Soal Latihan
(a) Tuliskan ulang tanpa perubahan bagian tulisan tentang ikan kuah kuning Tanimbar yang dibuka dengan kata-kata yang memuat "Isinya sebagaimana kutipan" dan ditutup dengan "gue baik kan?".
(b) Sebutkan semua nama wilayah atau kota yang muncul dalam tulisan tentang ikan kuah kuning Tanimbar.
(c) Teruskan tulisan tentang ikan kuah kuning Tanimbar dari kalimat terakhir yang tercantum.

Blok Teks
Oleh: Tamara Soukotta (peneliti doktoral dari International Institute of Social Studies, dan bekerja dengan pemikiran/praktek dekolonial dan politik pengetahuan)
Hari ini baca banyak komentar soal klip yang beredar dengan interview, yang isinya soal Ikan Kuah Kuning di Tanimbar rasanya tidak enak.
Isinya sebagaimana kutipan berikut:
“gue pernah ke satu daerah di Maluku Tenggara, namanya Tanimbar. Di mana nyaris tidak ada orang yang pernah datang ke sana karena itu jauh banget dan terpencil.
…penduduknya cuma 500 orang. Makanannya ga enak. Nah pas gue liat, misalnya ibu masak apa? Masak ikan kuah kuning. hari ini sama besok masaknya dua-duanya kuah kuning. Bumbunya bisa beda, rasanya bisa beda, dua-duanya ga enak. Tapi pas ngobrol-ngobrol sama mereka, gue lebih percaya bahwa oh ini karena tidak ada yang menularkan tradisi budaya makanan.”
Klip wawancara ini lalu menuai banyak sekali komentar yang penuh beragam emosi. Mungkin si Mba Ade Putri Paramadita yang diwawancarai itu bingung: koq pada marah sih, gue kan cuma mengutarakan observasi gue, bahwa di sana makanannya ga enak, karena ga ada yang menularkan tradisi budaya makanan? Niat gue baik kan?
Mungkin Mba Ade tidak terpikir bahwa komentar Mba Ade sarat kolonialitas dan privilese. “gue pernah ke satu daerah di Maluku Tenggara, namanya Tanimbar, dimana nyaris tidak ada orang yang pernah datang ke sana karena itu jauh banget dan terpencil. … penduduknya cuma 500 orang”
Pertama, tergantung pengertian Mba soal siapa yang dihitung sebagai ‘orang’, ‘jauh’, dan ‘terpencil’. Kalau yang dihitung sebagai ‘orang’ cuma yang kayak Mba Ade, yang dari ‘daerah maju sana’, mungkin iya. Jauh, iya sih kalo dari Ambon atau dari Jakarta. Tapi dari tetangga-tetangga pulau, ya ga gitu-gitu amat, kali.

Baris Data
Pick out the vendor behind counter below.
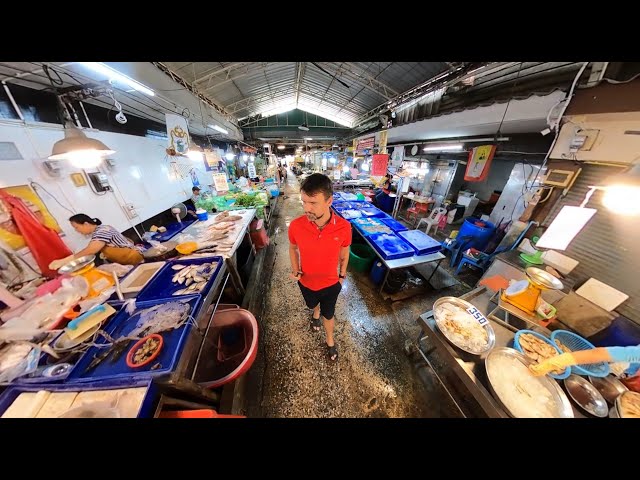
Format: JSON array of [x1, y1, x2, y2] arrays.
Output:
[[49, 213, 144, 270]]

Jawaban Latihan
(a)
Isinya sebagaimana kutipan berikut:
“gue pernah ke satu daerah di Maluku Tenggara, namanya Tanimbar. Di mana nyaris tidak ada orang yang pernah datang ke sana karena itu jauh banget dan terpencil.
…penduduknya cuma 500 orang. Makanannya ga enak. Nah pas gue liat, misalnya ibu masak apa? Masak ikan kuah kuning. hari ini sama besok masaknya dua-duanya kuah kuning. Bumbunya bisa beda, rasanya bisa beda, dua-duanya ga enak. Tapi pas ngobrol-ngobrol sama mereka, gue lebih percaya bahwa oh ini karena tidak ada yang menularkan tradisi budaya makanan.”
Klip wawancara ini lalu menuai banyak sekali komentar yang penuh beragam emosi. Mungkin si Mba Ade Putri Paramadita yang diwawancarai itu bingung: koq pada marah sih, gue kan cuma mengutarakan observasi gue, bahwa di sana makanannya ga enak, karena ga ada yang menularkan tradisi budaya makanan? Niat gue baik kan?

(b) Maluku Tenggara, Tanimbar, Ambon, Jakarta

(c)
Sama kalau soal terpencil. Plus soal terpencil ini ga cuma karena lokasi Tanimbar, tapi juga soal paradigma pembangunan yang hanya akan menjangkau, kalau ada keperluan investasi, tapi buang muka kalau hanya soal menyediakan fasilitas kesehatan, pendidikan dan lain-lain buat penduduk lokal.
Kedua, soal “cuma 500 orang”. Mba Ade di sini terperangkap dalam logika kolonial di balik paradigma pembangunan dan modernitas, yang melihat serba banyak dan serba besar itu baik.. kuantitas daripada kualitas. Bisa panjang sih diskusi ini, tapi biar cukupkan di sini saja. Soalnya soal ikan kuah kuningnya masih menunggu.
“Makanannya ga enak. Nah pas gue liat misalnya ibu masak apa? masak ikan kuah kuning. Hari ini sama besok masaknya dua-duanya kuah kuning. Bumbunya bisa beda, rasanya bisa beda, dua-duanya ga enak.”
Mba, di sini Mba Ade membawa logika kolonial soal rasa. Bahwa lidah mba itu lebih valid dari lidah lokal, karena lidah mba datangnya dari pusat sana. Jadi kalau mba bilang ga enak, maka itu valid. Mba juga bisa dengan pede dan angkuh mengatakan ga enak, karena privilese yang selalu menempatkan mba pada posisi pusat itu. Pada posisi valid itu.
Toh selama Indonesia merdeka, mba jadi pusat dan orang Tanimbar margin. Dari pusatlah orang datang dan menilai Tanimbar, membuat tulisan, penelitian, berita, liputan, dan macam-macam soal Tanimbar, dan orang Tanimbar tanpa pernah dikritisi atau dipertanyakan soal apakah representasi ini pas atau tidak.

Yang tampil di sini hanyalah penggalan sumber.